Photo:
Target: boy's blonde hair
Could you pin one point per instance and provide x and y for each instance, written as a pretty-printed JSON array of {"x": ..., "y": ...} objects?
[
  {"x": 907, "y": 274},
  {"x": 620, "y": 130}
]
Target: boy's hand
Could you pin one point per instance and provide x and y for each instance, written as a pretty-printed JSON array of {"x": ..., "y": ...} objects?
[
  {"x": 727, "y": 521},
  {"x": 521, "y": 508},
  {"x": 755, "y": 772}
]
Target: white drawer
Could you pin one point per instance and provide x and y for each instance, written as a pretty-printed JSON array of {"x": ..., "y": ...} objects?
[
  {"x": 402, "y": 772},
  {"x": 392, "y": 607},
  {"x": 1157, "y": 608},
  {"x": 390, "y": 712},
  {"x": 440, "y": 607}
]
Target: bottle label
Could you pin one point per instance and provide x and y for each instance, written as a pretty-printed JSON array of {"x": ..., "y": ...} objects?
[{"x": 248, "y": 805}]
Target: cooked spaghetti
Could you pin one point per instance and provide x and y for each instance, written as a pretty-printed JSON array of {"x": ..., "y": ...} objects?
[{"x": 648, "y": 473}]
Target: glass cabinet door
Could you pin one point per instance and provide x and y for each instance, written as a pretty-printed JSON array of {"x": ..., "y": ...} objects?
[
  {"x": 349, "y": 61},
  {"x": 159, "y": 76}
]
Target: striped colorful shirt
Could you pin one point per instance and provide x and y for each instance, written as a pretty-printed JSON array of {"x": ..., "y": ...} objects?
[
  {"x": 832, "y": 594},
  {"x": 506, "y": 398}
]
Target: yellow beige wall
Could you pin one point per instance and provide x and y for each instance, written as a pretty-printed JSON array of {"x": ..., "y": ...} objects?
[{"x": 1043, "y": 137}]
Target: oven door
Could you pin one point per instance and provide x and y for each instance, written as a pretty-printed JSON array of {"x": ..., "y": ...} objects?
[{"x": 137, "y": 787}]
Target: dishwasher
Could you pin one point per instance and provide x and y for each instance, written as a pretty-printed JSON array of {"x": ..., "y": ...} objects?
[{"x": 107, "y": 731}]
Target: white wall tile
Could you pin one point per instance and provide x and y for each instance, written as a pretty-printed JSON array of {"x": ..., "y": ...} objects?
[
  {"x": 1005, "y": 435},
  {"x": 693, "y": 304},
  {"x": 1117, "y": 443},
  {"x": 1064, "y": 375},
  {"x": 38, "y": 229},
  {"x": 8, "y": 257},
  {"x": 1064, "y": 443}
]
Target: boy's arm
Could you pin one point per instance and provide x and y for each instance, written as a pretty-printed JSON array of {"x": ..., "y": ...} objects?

:::

Starting at the line that contains "Target: yellow beige wall", write out every line to the end of the entries, exactly as given.

FINAL RESULT
Target: yellow beige wall
Could you pin one point per instance and provide x and y for each instance, written as a pretty-printed JSON array of {"x": ..., "y": ...} objects?
[{"x": 1043, "y": 137}]
Target: oven door
Could you pin one point per instance and provide x and y for each instance, written as a pretty-printed JSON array of {"x": ..., "y": ...} objects?
[{"x": 137, "y": 787}]
Target: dishwasher
Could you pin one point per instance and provide x and y for each instance, written as a pretty-printed JSON array of {"x": ..., "y": ...} objects?
[{"x": 107, "y": 731}]
Target: white wall tile
Could you pin one point per instance and provide x and y for each instance, written as a pretty-printed JSON array of {"x": ..., "y": ...} objects?
[
  {"x": 1005, "y": 435},
  {"x": 693, "y": 304},
  {"x": 1117, "y": 443},
  {"x": 1064, "y": 375},
  {"x": 38, "y": 229},
  {"x": 8, "y": 257},
  {"x": 1064, "y": 443}
]
Target: boy's arm
Could you pin one point per instance and provide x and y for each instance, written as a pretty-printed JSON array of {"x": ..., "y": ...} objects?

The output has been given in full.